*** DATA SECTION ***

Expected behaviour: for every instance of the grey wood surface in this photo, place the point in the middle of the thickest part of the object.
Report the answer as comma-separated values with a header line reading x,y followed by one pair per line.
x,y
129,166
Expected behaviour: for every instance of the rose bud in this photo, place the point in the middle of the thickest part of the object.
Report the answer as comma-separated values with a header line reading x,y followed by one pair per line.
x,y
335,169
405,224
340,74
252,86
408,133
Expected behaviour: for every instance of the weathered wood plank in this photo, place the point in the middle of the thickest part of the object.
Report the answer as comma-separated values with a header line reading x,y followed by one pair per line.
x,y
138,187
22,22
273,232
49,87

*** End of DATA SECTION ***

• _PROBLEM DESCRIPTION_
The only acceptable answer is the full set of entries, repeated exactly.

• _RESPONSE TO THE EXERCISE_
Expected behaviour: for every instance of the grey wood surface in this photo, place the point in the middle of the thickest part of the object.
Report the answer as comma-separated values with a header line reading x,y followed by one pair per line.
x,y
129,166
Expected behaviour: for every instance of the rose bud in this photo, place the point in the middle of the thickest part of the object.
Report the answer as comma-separated values with a header line reading x,y followed by one pair per line.
x,y
335,169
405,224
340,74
252,86
408,133
Expected behaviour: for every instance of the weathered wood plank in this photo, place the point in the middle of the thickest part of the object.
Report the answer as comma-separated values with a header line reading x,y followed by one pair per line.
x,y
138,187
22,22
273,232
49,87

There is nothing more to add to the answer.